• **TASK DETAILS**
Answer these questions using the text on goalkeepers below:
(a) If a team has no substitute goalkeeper available, who must take the sent-off keeper's place?
(b) At what age did Peter Shilton retire?
(c) What squad number is common for the second-choice keeper, especially in Britain?

Goalkeepers are required to remain on the pitch at all times, though that does not mean they have to be between the sticks all the time. For example, a goalkeeper may have to take a free kick or penalty kick during regulation, a spot kick in a shoot-out, or go for a corner late in the game (a rare situation, if the team is losing, as this leaves the goal unguarded). If a goalkeeper is hurt or sent off, a substitute goalkeeper has to take their place, otherwise an outfield player must take the ejected keeper's place in goal. In order to replace a goalkeeper who is sent off, a team usually substitutes an outfield player for the backup keeper (thus effectively the red card and substitution takes out two of the starting eleven players). If a team does not have a substitute goalkeeper, or they have already used all of their alloted substitutes for the match, an outfield player has to take his place and wear the goalkeeper kit.
Goalkeepers appear to have longer playing careers than outfield players, many not retiring until their late thirties or early forties. For example, Peter Shilton played for 31 years between 1966 and 1997 before retiring at the age of 47.
The main squad number for a goalkeeper is no.1 but today though this is still common some goalkeepers now wear other squad numbers when in goal. For example: Despite being no.1 at Liverpool, Pepe Reina has worn the no.25 jersey through all his Liverpool career. No.13, especially in Britain, is the common number for the second choice keeper, though others like 12, 16 (a number attributed to hockey), 24, 25, even 30 (a number attributed to ice hockey) are also common.

(Records excerpted from a collection)
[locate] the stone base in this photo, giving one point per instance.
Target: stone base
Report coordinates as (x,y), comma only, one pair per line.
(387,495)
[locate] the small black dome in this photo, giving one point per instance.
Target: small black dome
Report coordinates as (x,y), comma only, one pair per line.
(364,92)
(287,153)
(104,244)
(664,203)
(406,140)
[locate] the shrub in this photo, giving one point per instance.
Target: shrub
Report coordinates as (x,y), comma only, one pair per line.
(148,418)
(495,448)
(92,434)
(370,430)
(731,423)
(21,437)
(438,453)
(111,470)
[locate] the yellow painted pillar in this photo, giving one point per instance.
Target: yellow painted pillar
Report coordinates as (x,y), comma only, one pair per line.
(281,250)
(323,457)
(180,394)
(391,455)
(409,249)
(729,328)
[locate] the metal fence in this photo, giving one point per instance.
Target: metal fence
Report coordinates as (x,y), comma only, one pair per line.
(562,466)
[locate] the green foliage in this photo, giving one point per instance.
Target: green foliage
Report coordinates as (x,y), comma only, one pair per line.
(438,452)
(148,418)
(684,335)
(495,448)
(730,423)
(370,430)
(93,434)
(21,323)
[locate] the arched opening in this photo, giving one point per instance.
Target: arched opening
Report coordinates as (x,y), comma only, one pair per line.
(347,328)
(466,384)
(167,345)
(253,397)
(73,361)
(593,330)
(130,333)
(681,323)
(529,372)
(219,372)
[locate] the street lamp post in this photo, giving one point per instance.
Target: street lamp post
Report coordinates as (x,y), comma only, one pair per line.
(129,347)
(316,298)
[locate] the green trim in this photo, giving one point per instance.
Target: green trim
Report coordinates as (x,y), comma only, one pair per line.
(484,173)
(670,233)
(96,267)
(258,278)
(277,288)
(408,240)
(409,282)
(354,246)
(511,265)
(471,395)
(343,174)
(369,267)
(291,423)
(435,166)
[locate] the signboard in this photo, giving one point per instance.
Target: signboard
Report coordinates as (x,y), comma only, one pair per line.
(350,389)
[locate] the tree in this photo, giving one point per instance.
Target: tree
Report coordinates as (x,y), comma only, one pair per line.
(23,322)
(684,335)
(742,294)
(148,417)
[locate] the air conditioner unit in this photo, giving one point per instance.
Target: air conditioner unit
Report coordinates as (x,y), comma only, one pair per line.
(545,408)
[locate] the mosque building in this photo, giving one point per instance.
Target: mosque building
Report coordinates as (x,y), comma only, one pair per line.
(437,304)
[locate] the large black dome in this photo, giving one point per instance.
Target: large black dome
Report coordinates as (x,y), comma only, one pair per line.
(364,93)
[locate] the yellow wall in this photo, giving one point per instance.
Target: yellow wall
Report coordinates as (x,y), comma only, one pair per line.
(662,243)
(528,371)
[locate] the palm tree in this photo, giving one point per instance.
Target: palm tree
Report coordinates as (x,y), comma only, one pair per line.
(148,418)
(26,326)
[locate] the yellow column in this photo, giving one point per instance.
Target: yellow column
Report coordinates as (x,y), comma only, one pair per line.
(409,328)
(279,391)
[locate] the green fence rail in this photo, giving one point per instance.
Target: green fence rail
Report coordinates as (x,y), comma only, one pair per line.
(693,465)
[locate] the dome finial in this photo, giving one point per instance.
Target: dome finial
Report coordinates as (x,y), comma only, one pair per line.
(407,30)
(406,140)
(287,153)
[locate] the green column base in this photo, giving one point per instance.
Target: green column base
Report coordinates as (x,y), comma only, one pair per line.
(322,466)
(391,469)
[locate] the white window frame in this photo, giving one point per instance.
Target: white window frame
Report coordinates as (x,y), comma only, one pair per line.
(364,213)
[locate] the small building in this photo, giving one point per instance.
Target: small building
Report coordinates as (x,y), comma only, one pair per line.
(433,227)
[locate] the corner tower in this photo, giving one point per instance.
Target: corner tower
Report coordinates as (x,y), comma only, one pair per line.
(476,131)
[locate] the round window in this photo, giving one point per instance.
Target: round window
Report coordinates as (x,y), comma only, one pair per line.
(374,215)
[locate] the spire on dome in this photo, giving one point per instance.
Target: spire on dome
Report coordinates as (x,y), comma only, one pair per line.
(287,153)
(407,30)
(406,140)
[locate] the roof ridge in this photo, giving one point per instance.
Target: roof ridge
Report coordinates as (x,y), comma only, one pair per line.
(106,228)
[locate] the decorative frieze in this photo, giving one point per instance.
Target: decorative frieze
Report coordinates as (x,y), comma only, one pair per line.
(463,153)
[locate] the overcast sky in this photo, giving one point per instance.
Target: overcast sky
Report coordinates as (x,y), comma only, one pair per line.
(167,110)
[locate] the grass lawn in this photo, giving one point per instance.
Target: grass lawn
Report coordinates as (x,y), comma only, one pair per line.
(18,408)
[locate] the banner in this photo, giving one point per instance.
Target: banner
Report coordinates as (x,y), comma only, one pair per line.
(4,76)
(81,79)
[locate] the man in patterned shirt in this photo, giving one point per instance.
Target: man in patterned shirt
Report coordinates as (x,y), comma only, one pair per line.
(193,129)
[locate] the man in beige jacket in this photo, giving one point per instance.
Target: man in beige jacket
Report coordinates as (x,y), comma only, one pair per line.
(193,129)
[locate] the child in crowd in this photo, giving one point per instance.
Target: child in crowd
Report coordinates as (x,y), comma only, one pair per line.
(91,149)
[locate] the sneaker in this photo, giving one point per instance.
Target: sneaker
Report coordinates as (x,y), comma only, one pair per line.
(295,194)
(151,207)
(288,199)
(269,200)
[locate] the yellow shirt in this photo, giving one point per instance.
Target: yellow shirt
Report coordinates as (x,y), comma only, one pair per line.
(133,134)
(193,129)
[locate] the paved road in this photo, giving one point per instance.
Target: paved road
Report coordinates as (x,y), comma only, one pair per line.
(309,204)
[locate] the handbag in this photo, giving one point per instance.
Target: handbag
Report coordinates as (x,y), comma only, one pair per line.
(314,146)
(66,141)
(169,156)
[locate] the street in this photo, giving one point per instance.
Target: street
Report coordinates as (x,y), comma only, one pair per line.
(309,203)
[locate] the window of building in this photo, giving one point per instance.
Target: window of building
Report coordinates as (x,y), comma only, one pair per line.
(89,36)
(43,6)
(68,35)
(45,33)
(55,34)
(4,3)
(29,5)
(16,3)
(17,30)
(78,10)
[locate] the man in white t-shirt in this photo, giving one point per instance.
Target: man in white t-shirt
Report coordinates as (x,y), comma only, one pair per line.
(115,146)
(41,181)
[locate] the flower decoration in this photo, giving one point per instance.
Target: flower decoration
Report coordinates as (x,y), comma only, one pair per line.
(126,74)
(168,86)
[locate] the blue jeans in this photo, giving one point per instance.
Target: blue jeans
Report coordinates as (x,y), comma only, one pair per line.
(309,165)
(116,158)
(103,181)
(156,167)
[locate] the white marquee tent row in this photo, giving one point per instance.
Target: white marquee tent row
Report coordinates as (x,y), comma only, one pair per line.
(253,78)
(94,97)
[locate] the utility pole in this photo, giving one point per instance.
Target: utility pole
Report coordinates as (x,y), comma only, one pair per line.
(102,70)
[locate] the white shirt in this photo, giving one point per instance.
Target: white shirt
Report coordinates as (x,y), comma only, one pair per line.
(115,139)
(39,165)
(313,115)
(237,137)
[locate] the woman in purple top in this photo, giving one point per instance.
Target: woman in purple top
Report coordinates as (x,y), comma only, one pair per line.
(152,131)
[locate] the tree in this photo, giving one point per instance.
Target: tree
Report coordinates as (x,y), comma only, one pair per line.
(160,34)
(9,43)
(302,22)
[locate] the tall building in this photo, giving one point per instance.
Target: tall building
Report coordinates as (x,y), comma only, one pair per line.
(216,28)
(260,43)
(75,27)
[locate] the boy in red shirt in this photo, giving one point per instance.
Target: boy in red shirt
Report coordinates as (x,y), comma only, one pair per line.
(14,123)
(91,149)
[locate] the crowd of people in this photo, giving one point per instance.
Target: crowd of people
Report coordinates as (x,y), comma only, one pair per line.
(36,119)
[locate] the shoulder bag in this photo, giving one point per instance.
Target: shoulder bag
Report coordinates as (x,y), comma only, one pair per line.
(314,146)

• **RESULT**
(a) An outfield player, who must wear the goalkeeper kit.
(b) 47.
(c) No. 13.